Every record must be written out once more, with nothing added or omitted.
==== Data excerpts
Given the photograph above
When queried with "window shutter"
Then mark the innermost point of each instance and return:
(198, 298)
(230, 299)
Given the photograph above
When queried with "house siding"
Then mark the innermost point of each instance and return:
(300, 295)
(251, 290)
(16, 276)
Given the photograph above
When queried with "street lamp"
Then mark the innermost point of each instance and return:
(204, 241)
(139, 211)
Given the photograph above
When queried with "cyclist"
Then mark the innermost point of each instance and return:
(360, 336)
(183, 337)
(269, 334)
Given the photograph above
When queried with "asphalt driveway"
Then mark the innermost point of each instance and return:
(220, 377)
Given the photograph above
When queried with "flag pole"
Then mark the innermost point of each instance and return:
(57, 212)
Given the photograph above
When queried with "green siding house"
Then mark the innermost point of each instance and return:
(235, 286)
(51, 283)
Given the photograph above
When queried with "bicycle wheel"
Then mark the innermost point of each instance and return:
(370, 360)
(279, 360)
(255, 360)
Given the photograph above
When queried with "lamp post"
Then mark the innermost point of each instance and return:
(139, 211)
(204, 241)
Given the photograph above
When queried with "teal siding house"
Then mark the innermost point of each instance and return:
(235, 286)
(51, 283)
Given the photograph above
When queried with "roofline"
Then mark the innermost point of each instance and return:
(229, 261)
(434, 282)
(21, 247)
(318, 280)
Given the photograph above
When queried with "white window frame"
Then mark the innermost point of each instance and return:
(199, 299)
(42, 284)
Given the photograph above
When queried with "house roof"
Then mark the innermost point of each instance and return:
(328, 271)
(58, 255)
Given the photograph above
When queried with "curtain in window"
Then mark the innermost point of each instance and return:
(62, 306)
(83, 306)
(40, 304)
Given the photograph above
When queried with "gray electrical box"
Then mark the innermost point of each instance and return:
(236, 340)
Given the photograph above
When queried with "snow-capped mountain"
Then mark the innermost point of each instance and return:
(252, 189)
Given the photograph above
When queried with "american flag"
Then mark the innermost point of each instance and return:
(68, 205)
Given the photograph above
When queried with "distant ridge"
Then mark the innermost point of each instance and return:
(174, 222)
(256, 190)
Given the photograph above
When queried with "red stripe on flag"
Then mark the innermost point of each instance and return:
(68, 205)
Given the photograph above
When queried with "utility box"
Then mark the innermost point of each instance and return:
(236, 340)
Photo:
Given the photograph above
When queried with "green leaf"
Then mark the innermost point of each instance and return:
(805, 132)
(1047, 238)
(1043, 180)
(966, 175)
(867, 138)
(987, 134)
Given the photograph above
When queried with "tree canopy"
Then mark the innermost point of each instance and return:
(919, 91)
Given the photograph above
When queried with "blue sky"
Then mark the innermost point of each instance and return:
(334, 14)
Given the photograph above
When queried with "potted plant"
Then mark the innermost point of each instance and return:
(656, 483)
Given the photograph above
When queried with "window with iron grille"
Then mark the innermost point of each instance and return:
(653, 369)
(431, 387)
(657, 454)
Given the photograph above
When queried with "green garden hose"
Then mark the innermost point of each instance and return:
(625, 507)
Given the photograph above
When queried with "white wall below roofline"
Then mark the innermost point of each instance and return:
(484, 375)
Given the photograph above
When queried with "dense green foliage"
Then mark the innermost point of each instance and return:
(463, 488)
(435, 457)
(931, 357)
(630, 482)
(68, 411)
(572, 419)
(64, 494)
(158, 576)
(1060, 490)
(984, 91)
========
→ **Written response**
Given the photograph above
When queried with "window shutter"
Then mark the innermost point of each instance and return:
(198, 298)
(230, 299)
Given the photograph above
When queried with "house siding"
Then mark the innermost point of each instance and return:
(300, 295)
(251, 290)
(16, 276)
Given the photograph above
When queried with "street lamp"
Then mark the innermost point of each instance and return:
(204, 241)
(139, 211)
Given the photograph above
When queried with "cyclist"
Then mark the innermost point of each instance and return:
(360, 336)
(183, 337)
(269, 334)
Given the photograph above
When queried with "asphalt driveway"
Then mark the innermost point of each instance and return:
(220, 377)
Given the photograph above
When queried with "flag pole"
Then mark the innermost point of each instance and return:
(57, 212)
Given the photograph above
When queried with "green siding house"
Then mark the innermost point of each instance and return:
(235, 286)
(51, 283)
Given the photograph above
When queried with "bicycle wheel"
Then mark the innermost point of each instance and return:
(370, 360)
(279, 360)
(255, 360)
Given the photograph above
When queried with "lamp post"
Then mark the innermost point of each instance and return:
(139, 211)
(204, 241)
Given the photograph above
When queried with "teal siding house"
Then mark the innermost point of each instance and return:
(235, 286)
(51, 283)
Given the photograph above
When queried with "roofline"
Then mark the innermost point of each instance and return:
(229, 261)
(434, 282)
(21, 247)
(318, 280)
Given the photograph above
When queried with "white window frame"
Then mark the innermost point of each instance and return:
(199, 299)
(42, 284)
Given the photograph above
When queried with "house roof"
Then mark the innermost point of each instance and return:
(328, 271)
(58, 255)
Given the photograph above
When queried with "curtain in window"
Then mark the innermost point of each instance and return:
(62, 306)
(83, 306)
(40, 304)
Given the photograph above
When queried with "gray electrical box"
Then mark the innermost point of each instance and return:
(236, 340)
Given the photograph above
When queried with "snow-capped mountain"
Then mark the innermost point of each instance and return:
(252, 189)
Given the photograph above
When queried with "american flag"
Then mark the innermost point of each instance and return:
(68, 205)
Given the photograph above
When queried with "distant ridge"
Then mark the innermost point of each instance and return:
(174, 222)
(256, 190)
Given the photograph above
When queried with "red stripe on flag"
Then mark the innermost point of each instance and return:
(68, 205)
Given the photograph above
When queried with "utility box"
Then mark the innermost point of each instance and return:
(236, 340)
Photo:
Given the photograph above
When queried with "green leaf"
Then mark the innermost point of each instance and return:
(805, 132)
(1047, 238)
(1043, 180)
(966, 175)
(867, 138)
(987, 134)
Given the photograph above
When queried with "tree canopy"
Then mark the innermost point of each instance and return:
(919, 91)
Given the photograph above
When queried with "blue sky"
Then mark the innermost point of each instance and return:
(334, 14)
Given the photograph above
When queried with "potted plant"
Then mark the innermost point of each instance and return:
(656, 483)
Given the photograph above
When queried with "window with iron grille"
Then mark the innermost point of each instance and return:
(653, 369)
(431, 387)
(657, 454)
Given the photograph above
When queried with "green garden hose"
Then mark the innermost point of each instance and return:
(625, 507)
Given the photograph above
When queried with "white wall below roofline"
Then mark the innermost point of each instance and return:
(484, 375)
Given the photograph above
When queried with "dense green foliage"
Then mark the innermost point of each instance and return:
(463, 488)
(435, 457)
(931, 357)
(630, 482)
(68, 411)
(572, 419)
(64, 494)
(158, 576)
(1060, 490)
(984, 91)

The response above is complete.